■ TASK GOAL ■
Transcribe every line of the listing below without any alteration.

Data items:
▬▬▬▬▬▬

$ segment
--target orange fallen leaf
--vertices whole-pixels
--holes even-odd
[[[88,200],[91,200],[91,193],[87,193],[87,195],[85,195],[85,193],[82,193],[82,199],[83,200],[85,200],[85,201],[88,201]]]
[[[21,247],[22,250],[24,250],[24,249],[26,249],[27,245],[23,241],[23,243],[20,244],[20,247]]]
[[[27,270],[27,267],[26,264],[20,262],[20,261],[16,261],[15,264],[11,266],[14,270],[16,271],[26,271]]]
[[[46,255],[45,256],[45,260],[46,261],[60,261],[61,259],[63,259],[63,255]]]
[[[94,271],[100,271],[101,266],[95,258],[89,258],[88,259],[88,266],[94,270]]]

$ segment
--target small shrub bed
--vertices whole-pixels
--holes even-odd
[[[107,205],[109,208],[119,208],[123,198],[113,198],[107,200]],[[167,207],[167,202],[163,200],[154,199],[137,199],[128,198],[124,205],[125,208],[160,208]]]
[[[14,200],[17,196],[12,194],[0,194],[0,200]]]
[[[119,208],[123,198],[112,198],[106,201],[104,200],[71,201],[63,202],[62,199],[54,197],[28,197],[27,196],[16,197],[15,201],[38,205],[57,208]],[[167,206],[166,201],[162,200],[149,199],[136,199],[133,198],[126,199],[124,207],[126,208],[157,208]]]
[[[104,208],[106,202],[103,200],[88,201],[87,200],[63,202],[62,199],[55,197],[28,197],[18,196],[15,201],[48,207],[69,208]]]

▬▬▬▬▬▬

■ EXERCISE OUTPUT ■
$ segment
--target orange fallen leaf
--vertices whole-pixels
--holes even-odd
[[[88,200],[91,200],[91,193],[87,193],[87,195],[85,195],[85,193],[82,193],[82,199],[83,200],[85,200],[85,201],[88,201]]]
[[[21,247],[22,250],[24,250],[24,249],[26,249],[27,245],[23,241],[23,243],[20,244],[20,247]]]
[[[27,270],[27,267],[26,264],[20,262],[20,261],[16,261],[15,264],[11,266],[14,270],[16,271],[26,271]]]
[[[46,255],[45,256],[45,260],[46,261],[60,261],[61,259],[63,259],[63,255]]]
[[[94,271],[100,271],[101,266],[95,258],[89,258],[88,259],[88,266],[94,270]]]

$ segment
--target small shrub bed
--vertices whole-pixels
--holes even-odd
[[[107,205],[109,208],[119,208],[123,198],[113,198],[107,200]],[[167,207],[167,202],[163,200],[154,199],[137,199],[128,198],[124,205],[125,208],[160,208]]]
[[[14,200],[17,196],[12,194],[0,194],[0,200]]]
[[[119,208],[123,198],[112,198],[106,201],[104,200],[71,201],[63,202],[62,199],[54,197],[28,197],[27,196],[16,197],[15,201],[38,205],[57,208]],[[167,206],[166,201],[162,200],[149,199],[136,199],[133,198],[126,199],[124,207],[126,208],[157,208]]]
[[[104,208],[106,202],[103,200],[88,201],[87,200],[63,202],[62,199],[55,197],[28,197],[18,196],[15,201],[48,207],[69,208]]]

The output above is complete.